#### WHAT YOU ARE ASKED TO DO
Using the data below, gather each line that includes the word "marker".

Collection entries
○ ○ ○ ○ ○

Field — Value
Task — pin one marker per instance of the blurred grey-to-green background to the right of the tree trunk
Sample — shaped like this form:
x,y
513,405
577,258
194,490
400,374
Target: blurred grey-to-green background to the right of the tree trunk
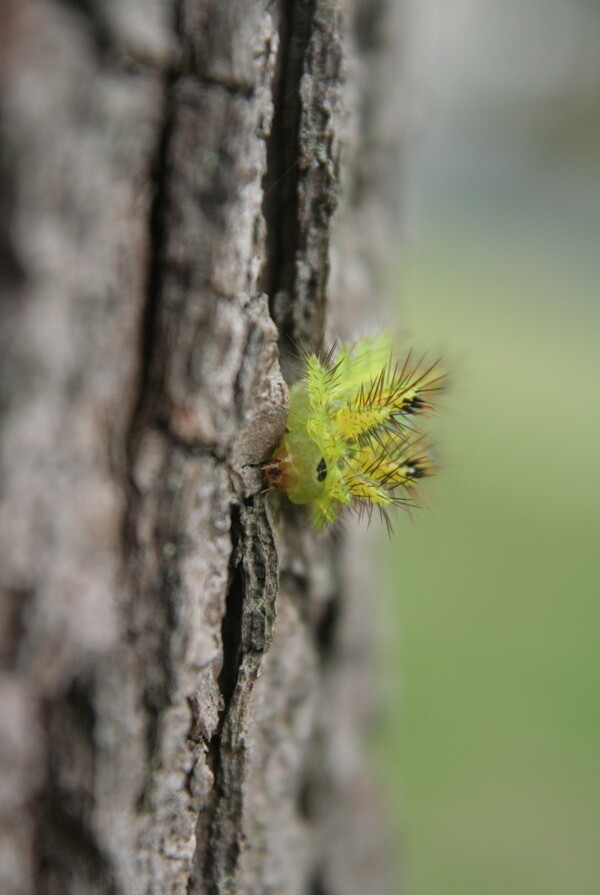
x,y
490,750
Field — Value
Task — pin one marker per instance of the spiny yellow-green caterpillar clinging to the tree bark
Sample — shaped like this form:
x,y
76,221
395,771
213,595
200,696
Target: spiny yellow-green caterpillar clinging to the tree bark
x,y
351,439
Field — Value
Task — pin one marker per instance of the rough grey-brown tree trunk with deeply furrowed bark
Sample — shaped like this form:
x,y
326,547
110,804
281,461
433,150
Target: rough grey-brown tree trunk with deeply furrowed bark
x,y
183,685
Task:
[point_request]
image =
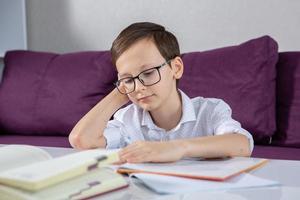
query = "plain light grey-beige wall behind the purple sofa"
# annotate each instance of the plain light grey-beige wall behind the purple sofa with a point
(75, 25)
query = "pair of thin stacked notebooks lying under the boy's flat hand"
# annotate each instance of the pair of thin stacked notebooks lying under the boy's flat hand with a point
(203, 175)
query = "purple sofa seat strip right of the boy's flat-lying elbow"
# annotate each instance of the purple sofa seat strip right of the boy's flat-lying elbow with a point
(276, 152)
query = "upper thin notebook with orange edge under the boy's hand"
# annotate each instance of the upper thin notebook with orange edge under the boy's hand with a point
(215, 170)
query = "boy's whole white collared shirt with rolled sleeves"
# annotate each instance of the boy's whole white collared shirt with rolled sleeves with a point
(201, 117)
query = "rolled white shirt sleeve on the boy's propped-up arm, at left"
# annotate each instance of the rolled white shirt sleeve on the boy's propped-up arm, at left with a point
(113, 134)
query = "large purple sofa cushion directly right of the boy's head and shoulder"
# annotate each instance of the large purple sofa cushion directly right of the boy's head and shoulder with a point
(243, 76)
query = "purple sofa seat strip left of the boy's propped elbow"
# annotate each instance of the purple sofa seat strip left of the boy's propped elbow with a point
(49, 141)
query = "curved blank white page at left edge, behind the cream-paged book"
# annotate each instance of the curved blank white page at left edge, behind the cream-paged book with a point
(13, 156)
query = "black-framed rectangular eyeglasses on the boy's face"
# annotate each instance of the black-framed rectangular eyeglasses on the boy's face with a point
(147, 77)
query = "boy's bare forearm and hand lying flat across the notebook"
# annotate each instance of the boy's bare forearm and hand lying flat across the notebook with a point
(231, 144)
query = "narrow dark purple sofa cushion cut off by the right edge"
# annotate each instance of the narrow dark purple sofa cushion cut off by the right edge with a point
(288, 100)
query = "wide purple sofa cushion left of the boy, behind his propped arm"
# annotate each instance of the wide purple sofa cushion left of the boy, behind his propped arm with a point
(46, 93)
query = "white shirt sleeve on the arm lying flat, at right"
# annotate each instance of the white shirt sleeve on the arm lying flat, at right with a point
(223, 123)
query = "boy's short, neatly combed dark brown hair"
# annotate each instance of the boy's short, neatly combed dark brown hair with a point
(165, 41)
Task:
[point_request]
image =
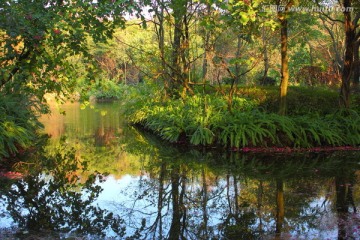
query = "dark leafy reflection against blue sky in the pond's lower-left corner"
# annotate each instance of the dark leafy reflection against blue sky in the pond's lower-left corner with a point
(52, 198)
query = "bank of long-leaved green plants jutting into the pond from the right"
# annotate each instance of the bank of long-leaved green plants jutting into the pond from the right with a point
(205, 119)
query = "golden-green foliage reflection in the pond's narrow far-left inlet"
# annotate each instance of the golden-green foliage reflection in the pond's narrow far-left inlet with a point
(97, 134)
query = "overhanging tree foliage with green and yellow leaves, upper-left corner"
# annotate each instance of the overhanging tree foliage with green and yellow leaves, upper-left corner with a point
(37, 39)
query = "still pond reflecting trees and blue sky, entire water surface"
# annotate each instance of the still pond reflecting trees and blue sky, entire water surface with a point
(98, 178)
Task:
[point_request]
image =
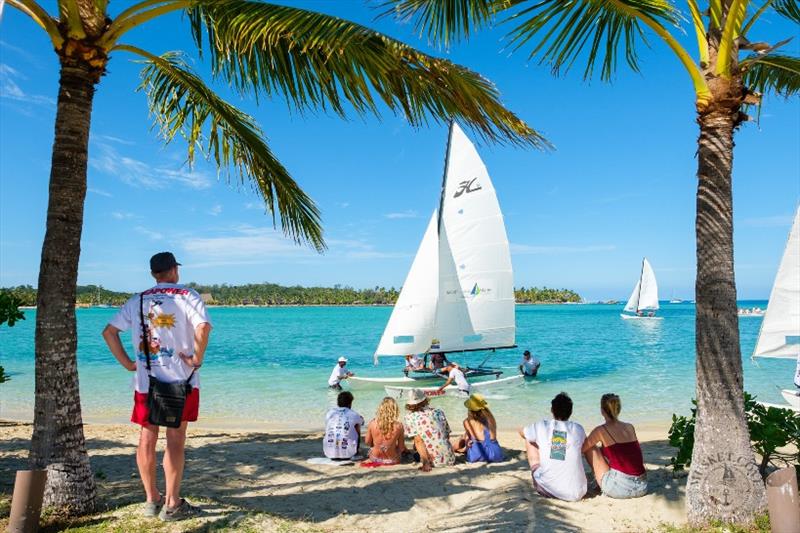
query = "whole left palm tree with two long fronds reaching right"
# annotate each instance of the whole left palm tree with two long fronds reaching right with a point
(314, 61)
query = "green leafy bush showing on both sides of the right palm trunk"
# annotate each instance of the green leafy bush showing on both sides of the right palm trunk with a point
(771, 431)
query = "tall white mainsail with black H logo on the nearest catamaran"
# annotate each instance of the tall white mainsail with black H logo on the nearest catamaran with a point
(476, 281)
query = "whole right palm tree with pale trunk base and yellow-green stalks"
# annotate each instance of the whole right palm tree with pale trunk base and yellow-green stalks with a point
(731, 73)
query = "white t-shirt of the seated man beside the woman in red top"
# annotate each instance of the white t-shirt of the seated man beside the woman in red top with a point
(561, 472)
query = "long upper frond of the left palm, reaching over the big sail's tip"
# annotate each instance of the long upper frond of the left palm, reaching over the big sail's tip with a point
(317, 61)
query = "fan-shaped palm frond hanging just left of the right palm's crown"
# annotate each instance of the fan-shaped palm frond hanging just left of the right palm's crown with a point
(594, 28)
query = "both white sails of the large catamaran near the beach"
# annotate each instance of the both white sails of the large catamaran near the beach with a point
(459, 293)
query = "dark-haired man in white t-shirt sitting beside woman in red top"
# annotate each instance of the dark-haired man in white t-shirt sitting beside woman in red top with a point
(554, 453)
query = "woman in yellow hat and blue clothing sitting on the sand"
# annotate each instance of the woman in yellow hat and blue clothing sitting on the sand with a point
(479, 443)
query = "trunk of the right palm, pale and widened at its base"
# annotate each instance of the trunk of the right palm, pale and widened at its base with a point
(724, 482)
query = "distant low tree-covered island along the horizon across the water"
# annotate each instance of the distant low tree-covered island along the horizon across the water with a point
(271, 294)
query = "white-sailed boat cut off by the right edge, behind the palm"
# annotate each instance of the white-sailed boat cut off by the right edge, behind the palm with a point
(780, 330)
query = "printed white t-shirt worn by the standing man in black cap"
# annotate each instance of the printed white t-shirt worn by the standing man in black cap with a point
(172, 312)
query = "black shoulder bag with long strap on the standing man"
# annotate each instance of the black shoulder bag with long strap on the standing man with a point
(165, 401)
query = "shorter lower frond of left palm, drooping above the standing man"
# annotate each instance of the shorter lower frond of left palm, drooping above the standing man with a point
(182, 104)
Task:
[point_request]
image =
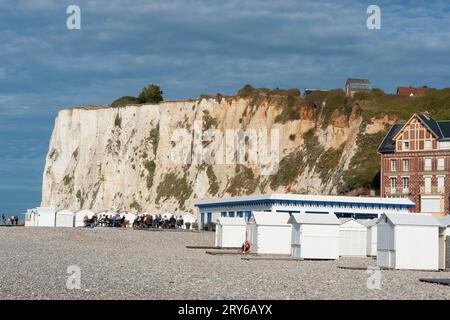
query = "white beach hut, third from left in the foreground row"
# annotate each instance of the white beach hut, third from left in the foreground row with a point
(315, 236)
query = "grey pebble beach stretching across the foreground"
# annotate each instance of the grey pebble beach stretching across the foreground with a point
(130, 264)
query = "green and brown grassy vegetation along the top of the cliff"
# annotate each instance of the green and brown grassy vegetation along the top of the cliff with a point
(332, 103)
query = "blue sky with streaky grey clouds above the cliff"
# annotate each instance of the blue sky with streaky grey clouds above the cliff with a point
(193, 47)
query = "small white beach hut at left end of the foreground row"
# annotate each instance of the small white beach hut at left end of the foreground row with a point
(230, 232)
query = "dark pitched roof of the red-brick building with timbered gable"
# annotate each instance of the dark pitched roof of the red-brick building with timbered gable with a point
(440, 129)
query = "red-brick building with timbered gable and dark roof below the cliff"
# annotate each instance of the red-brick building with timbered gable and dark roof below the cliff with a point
(415, 163)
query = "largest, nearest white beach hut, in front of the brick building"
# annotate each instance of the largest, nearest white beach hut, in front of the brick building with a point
(408, 241)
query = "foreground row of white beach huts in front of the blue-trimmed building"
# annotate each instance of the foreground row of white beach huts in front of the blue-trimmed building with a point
(408, 241)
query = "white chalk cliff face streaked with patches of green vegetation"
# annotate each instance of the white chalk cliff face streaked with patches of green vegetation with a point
(123, 158)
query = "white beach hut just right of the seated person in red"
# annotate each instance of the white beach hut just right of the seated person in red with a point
(269, 233)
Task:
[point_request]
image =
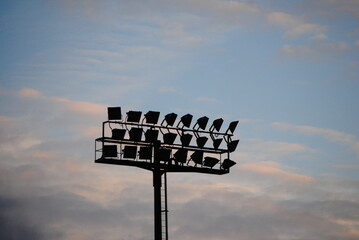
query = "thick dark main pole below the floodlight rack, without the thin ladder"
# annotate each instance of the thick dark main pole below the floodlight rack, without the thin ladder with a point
(157, 203)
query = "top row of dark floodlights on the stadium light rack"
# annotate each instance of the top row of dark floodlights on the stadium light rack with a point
(151, 117)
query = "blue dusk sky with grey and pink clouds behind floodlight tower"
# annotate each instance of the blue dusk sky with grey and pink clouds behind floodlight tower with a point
(287, 70)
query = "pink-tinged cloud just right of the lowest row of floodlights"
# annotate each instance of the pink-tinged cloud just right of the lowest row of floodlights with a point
(274, 169)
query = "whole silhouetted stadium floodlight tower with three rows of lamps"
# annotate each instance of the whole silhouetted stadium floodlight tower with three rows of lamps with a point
(139, 141)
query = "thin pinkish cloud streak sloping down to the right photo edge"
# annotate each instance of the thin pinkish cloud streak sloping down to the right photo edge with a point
(346, 139)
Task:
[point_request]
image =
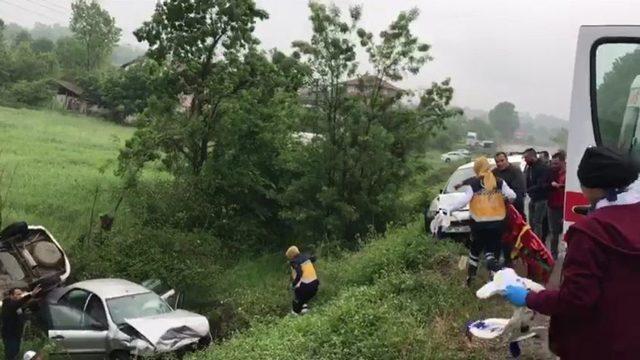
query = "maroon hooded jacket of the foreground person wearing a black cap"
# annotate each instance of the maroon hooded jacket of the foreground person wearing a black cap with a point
(596, 312)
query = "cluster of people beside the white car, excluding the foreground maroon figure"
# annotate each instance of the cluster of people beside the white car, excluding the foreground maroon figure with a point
(543, 181)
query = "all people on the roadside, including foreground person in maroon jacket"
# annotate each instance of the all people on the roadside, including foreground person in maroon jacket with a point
(594, 312)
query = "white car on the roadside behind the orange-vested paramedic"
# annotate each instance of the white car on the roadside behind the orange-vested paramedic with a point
(460, 220)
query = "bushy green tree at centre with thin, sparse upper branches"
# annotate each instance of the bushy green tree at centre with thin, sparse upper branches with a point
(349, 181)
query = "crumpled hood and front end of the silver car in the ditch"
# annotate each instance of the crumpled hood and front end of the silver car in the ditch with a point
(168, 332)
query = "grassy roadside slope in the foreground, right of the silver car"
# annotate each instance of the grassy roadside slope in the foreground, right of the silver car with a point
(398, 297)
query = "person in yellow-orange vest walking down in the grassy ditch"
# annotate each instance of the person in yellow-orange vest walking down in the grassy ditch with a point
(304, 281)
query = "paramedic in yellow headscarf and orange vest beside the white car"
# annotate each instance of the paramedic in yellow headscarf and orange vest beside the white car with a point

○ ○ ○ ○ ○

#### TASK ANSWER
Task — pin one marker per instance of the blurred grey-to-green background to the right of the tree trunk
Task — pin one marker per instance of the spiny yellow-green caterpillar clinging to the tree bark
Task — pin one marker per instance of the rough grey-brown tree trunk with deeply furrowed bark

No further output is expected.